• **HOW TO COMPLETE THIS TASK**
Please reproduce all of the data exactly as it appears, but skip the pictures.

(Point localization data)
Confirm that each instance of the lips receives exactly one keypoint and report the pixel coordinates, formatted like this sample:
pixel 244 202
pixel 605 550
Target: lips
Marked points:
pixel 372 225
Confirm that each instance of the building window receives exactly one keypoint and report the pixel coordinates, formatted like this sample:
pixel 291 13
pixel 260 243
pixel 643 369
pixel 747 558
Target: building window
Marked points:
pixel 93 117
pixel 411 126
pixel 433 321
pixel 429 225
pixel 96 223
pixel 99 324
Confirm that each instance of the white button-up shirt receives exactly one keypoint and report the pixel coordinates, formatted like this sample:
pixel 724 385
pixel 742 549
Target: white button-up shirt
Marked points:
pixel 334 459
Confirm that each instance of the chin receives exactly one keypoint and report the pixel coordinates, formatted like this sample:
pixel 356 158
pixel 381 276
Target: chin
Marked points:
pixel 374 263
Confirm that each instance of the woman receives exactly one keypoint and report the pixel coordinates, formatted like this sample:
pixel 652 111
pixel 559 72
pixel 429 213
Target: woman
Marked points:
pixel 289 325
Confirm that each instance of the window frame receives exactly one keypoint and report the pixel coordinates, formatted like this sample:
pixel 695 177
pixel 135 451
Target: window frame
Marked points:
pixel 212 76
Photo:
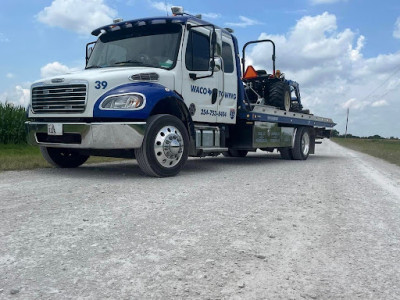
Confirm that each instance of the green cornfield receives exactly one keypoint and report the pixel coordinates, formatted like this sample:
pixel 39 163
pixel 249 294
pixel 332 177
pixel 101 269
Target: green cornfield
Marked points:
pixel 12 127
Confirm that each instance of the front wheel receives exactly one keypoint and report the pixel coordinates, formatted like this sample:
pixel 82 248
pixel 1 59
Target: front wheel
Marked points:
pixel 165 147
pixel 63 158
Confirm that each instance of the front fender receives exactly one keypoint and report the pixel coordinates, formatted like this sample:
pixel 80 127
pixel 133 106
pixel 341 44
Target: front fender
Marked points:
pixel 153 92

• **ANSWER FOR THIS EXERCISE**
Confirm that each instance of the lips receives exactly one keypoint and report the pixel coordinates, formatted like this sample:
pixel 244 202
pixel 605 550
Target: lips
Marked points:
pixel 372 225
Confirm that each instance of the building window receives exactly one keypoint and report the pixel coordinates, formatted like this sample:
pixel 291 13
pixel 260 243
pixel 643 369
pixel 747 558
Target: building window
Marked points:
pixel 93 117
pixel 411 126
pixel 433 321
pixel 429 225
pixel 96 223
pixel 99 324
Confirm that each instance of the white button-up shirt receives exactly one keypoint and report the pixel coordinates, formatted like this sample:
pixel 724 385
pixel 742 549
Target: white button-up shirt
Marked points:
pixel 334 459
Confirm that each instance of the chin receives exactly one keypoint and report the pixel coordinates, formatted like this sample:
pixel 356 158
pixel 381 276
Target: chin
Marked points:
pixel 374 263
Confirm that each instance of the woman receives exactly one keypoint and report the pixel coordinates, formatted like this sample:
pixel 652 111
pixel 559 72
pixel 429 213
Target: woman
Marked points:
pixel 289 325
Confirm that each instance of the window frame receives exactly one keypoint and report the pixel coordinates, formatted like this sample:
pixel 695 177
pixel 135 451
Target: window frame
Marked points:
pixel 212 76
Photo:
Confirm that each instance of the green cornfield receives exactly one keypoint and report the pixel coordinates, formatted like this sample:
pixel 39 163
pixel 249 294
pixel 332 177
pixel 101 269
Target: green cornfield
Marked points:
pixel 12 127
Confirm that each instance of the front wheel receives exactly one keypoint and report the pixel coordinates, formatted like this sample:
pixel 82 248
pixel 1 59
Target: front wheel
Marked points:
pixel 165 147
pixel 63 158
Confirm that each instance of the front fender receives exactly one keypoint and report the pixel coordinates, formatted like this sample:
pixel 80 127
pixel 133 106
pixel 341 44
Target: front fender
Marked points:
pixel 153 92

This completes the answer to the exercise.